Big Problem: What if the input string is longer than the array?

For example, if the user input was ABCDEFGHIJ to the following program, what would happen?

Code


#include <stdio.h>


int main(void) {
  char st[7 + 1];
  printf("Enter a string: \n");
  scanf("%s", st);
  printf("s is saved as: %s\n", st);
  return 0;
}

Undefined Behaviour Output

Enter a string: 
ABCDEFJI
s is saved as: ABCDEFJI

At line \(6\), the behavior of the program is undefined. The reason is that the input string is longer than the array. The input string is ABCDEFGHIJ, and the array is st[7 + 1]. The array can only hold 7 characters and a null character, but the input string is 10 characters long. This means that the last two characters of the input string will be written to the memory locations after the array. This may result in an undefined behaviour. The program may crash, print some random characters after ABCDEFGHIJ or behave normally if the computer allows writing IJ and a null character in elements beyond the size of the array. This phenomenon is called buffer overflow, where we mistakenly write to memory locations beyond the size of the array.

10.2.2.2. Using fgets to avoid buffer overflow in scanf#

How to fix the buffer overflow problem? There is a safer function for taking strings from the user, it is called fgets. You can now specify the maximum number of characters to be read from the user. For example, the following code takes a string of 2 characters as input from the user and prints it back to the user.

* [STATED TASK A]: Copy the buffer overflow text between "Undefined Behaviour Output" and "locations beyond the size of the array.", inclusive, substituting "entered text" for "input string" throughout.

[Object location annotation data]
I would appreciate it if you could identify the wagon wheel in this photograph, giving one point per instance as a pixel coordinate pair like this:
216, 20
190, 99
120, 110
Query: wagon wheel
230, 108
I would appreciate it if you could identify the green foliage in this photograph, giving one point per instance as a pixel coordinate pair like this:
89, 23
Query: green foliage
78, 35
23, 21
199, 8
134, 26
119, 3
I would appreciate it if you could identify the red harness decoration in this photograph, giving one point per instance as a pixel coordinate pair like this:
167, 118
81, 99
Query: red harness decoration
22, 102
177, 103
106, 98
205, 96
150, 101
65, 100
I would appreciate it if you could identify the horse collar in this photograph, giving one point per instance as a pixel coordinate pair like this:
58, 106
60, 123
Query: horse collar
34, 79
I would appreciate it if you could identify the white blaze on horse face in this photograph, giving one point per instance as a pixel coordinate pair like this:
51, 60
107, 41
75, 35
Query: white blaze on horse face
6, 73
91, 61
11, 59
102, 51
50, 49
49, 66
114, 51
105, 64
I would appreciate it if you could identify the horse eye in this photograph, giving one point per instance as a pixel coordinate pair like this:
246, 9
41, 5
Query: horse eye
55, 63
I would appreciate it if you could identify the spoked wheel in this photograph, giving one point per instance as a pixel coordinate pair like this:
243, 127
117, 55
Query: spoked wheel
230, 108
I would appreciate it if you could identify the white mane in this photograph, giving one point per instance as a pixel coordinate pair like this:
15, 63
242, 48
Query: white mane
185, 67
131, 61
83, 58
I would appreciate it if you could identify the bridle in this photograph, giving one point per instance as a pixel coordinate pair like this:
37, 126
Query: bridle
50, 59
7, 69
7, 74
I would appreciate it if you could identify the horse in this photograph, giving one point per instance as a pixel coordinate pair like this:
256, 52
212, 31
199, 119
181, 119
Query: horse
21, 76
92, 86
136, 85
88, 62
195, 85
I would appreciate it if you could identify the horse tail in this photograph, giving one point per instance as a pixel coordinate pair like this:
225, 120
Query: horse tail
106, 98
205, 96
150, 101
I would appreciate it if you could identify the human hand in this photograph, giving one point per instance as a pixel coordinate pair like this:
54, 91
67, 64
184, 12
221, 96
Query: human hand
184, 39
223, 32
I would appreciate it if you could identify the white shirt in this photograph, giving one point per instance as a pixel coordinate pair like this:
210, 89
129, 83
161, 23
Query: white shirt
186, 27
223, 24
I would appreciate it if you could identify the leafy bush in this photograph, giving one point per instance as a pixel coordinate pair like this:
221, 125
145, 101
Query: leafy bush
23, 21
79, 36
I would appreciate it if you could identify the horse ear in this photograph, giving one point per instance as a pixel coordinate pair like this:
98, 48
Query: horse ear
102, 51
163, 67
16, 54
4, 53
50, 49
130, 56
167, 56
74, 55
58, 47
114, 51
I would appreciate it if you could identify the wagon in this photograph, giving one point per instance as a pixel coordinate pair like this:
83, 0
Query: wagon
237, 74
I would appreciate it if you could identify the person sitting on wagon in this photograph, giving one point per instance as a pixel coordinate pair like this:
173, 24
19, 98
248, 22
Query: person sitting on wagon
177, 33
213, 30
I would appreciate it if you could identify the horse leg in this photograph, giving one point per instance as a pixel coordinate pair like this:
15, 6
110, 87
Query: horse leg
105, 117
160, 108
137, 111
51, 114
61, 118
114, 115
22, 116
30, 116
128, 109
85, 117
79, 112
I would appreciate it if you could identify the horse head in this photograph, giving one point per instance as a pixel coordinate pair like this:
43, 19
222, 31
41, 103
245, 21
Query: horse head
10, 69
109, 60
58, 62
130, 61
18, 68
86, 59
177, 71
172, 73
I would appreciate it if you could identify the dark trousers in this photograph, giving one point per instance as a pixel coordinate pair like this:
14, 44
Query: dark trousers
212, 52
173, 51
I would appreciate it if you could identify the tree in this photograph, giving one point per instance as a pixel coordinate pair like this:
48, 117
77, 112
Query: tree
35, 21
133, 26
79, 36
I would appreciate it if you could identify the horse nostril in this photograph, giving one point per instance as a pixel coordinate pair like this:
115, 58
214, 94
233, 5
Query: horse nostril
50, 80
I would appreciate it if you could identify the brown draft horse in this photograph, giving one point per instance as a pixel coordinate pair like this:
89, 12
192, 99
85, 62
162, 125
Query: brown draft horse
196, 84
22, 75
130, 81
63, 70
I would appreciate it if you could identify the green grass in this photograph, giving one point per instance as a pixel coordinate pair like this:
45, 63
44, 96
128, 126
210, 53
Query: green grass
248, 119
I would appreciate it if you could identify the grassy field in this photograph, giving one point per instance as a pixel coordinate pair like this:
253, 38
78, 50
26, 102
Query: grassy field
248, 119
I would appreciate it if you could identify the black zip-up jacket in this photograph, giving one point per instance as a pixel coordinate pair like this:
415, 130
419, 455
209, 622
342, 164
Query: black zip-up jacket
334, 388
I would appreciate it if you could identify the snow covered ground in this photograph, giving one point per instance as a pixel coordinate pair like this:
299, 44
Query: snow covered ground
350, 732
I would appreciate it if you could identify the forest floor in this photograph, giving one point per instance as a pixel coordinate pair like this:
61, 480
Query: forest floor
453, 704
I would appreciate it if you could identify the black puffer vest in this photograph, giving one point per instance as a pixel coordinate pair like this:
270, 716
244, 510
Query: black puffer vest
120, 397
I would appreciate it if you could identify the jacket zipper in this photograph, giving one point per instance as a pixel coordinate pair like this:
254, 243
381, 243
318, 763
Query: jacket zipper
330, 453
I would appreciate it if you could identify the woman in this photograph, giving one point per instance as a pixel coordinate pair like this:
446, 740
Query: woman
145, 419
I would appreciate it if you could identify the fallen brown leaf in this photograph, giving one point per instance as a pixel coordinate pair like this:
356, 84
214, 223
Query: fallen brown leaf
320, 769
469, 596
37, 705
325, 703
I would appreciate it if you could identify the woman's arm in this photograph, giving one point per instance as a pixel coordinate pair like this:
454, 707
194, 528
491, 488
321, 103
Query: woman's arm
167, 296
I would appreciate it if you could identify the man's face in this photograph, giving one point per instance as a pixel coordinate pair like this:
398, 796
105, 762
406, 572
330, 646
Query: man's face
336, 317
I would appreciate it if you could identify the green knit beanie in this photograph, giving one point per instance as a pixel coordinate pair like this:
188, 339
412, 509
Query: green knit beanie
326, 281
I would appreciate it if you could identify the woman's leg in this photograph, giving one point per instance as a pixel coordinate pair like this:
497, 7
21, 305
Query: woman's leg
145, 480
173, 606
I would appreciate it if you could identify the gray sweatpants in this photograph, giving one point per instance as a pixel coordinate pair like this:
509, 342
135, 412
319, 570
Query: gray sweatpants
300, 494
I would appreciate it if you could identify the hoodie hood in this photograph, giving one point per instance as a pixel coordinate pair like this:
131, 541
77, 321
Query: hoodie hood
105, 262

* [STATED TASK B]: Select each line of the records that contains the string "blaze".

* [EXERCISE OUTPUT A]:
Undefined Behaviour Output

Enter a string: 
ABCDEFJI
s is saved as: ABCDEFJI

At line \(6\), the behavior of the program is undefined. The reason is that the entered text is longer than the array. The entered text is ABCDEFGHIJ, and the array is st[7 + 1]. The array can only hold 7 characters and a null character, but the entered text is 10 characters long. This means that the last two characters of the entered text will be written to the memory locations after the array. This may result in an undefined behaviour. The program may crash, print some random characters after ABCDEFGHIJ or behave normally if the computer allows writing IJ and a null character in elements beyond the size of the array. This phenomenon is called buffer overflow, where we mistakenly write to memory locations beyond the size of the array.

* [EXERCISE OUTPUT B]:
I would appreciate it if you could identify the white blaze on horse face in this photograph, giving one point per instance as a pixel coordinate pair like this:
Query: white blaze on horse face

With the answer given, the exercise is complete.